Natural language region descriptions
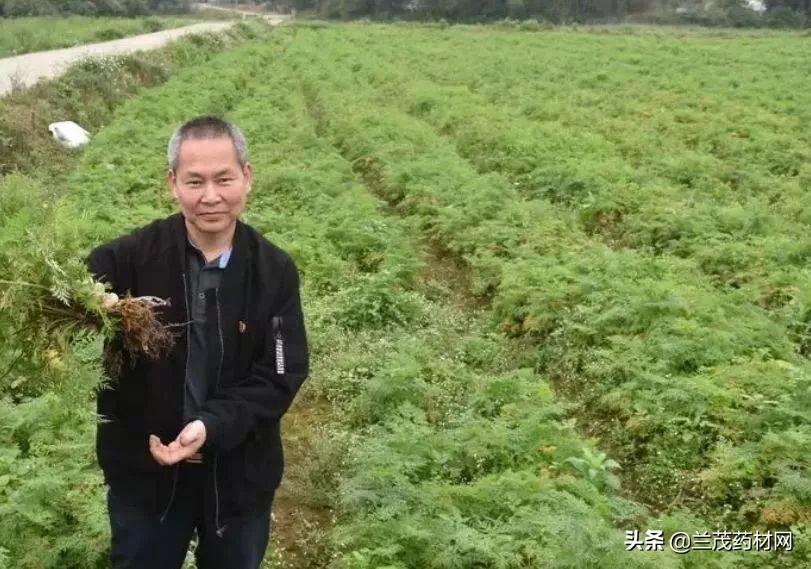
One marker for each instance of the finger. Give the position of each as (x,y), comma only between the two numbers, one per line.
(189,438)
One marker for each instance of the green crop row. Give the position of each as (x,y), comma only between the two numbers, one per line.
(699,392)
(479,431)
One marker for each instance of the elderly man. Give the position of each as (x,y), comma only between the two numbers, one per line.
(191,441)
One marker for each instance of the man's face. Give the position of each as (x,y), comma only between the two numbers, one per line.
(209,185)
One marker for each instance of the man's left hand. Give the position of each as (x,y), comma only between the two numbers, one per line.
(187,443)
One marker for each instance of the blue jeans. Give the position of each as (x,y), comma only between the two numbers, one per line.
(141,541)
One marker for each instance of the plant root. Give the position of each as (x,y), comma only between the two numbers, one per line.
(143,333)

### WORK TASK
Find the line that contains "One marker for each instance of the plant". Copy it and every line after it to the end of the records, exactly, and nothing more.

### RESPONSE BOX
One marker for each instance of the plant root. Give the position of each as (x,y), comma only between the two numbers, one per line.
(143,333)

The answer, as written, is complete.